> [SUPPLIED INFORMATION]:
==========
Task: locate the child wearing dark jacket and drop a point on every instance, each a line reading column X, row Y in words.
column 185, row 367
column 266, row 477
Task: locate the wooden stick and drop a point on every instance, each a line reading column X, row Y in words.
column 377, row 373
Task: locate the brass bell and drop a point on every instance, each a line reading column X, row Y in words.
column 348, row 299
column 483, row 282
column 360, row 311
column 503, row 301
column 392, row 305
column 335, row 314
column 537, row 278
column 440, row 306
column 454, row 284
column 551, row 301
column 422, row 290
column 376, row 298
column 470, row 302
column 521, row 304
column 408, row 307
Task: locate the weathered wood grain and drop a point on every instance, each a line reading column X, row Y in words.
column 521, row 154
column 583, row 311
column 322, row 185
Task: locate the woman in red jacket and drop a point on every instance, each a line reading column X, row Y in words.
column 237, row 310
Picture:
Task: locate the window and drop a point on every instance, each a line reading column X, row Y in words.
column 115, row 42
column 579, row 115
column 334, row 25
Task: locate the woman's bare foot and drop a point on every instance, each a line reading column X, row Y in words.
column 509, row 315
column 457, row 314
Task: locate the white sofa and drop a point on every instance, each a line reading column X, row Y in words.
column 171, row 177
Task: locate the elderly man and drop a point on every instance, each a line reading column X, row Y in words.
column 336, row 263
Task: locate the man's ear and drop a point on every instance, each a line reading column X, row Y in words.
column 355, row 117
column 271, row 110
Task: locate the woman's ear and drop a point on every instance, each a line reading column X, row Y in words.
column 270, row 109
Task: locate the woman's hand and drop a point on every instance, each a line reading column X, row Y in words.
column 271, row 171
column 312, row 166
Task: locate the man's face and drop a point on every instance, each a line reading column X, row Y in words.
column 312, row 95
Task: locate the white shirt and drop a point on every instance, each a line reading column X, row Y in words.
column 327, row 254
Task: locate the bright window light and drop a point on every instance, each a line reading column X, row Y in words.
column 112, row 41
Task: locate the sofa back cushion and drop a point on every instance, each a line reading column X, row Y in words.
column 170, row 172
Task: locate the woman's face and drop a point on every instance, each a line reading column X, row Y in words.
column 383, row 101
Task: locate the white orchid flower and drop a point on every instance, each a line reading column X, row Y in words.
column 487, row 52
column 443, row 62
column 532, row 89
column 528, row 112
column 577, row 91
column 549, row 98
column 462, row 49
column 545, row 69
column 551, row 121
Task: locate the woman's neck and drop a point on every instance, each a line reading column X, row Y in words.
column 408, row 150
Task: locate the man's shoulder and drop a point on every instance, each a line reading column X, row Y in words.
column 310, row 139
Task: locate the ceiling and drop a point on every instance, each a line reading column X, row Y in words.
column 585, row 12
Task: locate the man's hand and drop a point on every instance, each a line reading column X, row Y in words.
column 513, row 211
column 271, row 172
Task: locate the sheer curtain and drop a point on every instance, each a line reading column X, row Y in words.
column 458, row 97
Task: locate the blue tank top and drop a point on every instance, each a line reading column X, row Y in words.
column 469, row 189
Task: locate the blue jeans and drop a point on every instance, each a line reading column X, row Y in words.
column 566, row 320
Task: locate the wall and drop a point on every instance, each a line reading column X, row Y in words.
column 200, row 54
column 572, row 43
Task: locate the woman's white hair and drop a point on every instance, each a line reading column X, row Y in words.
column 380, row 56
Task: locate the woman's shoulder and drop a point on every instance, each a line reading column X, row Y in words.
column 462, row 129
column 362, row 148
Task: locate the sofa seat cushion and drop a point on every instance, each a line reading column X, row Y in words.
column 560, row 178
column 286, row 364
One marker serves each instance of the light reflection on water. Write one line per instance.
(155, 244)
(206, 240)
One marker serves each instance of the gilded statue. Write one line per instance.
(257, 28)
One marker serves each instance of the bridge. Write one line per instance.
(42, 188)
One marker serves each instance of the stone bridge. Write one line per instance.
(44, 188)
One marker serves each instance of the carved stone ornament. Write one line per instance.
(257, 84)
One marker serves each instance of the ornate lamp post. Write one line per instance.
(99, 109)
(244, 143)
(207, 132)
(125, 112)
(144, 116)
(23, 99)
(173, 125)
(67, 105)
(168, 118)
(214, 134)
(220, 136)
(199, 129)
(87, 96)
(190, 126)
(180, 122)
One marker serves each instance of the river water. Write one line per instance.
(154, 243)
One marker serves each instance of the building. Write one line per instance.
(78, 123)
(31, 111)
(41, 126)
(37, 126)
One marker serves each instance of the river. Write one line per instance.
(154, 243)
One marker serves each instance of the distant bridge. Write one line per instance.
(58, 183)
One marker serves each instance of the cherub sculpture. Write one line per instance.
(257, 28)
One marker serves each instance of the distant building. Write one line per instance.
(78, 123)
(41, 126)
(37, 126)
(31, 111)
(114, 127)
==========
> [AIM OF THE TASK]: Everything from the line containing "One marker serves each instance of the distant bridge." through the last line of the listing must be reproduced exactly, and no other line.

> [THE ANSWER]:
One marker serves each instance of the distant bridge. Write one line per instance.
(58, 183)
One marker serves each instance of the cherub sculpture. Write one line per instance.
(257, 28)
One marker serves each instance of the distant building. Write one line per instance.
(78, 123)
(41, 126)
(37, 126)
(31, 111)
(114, 127)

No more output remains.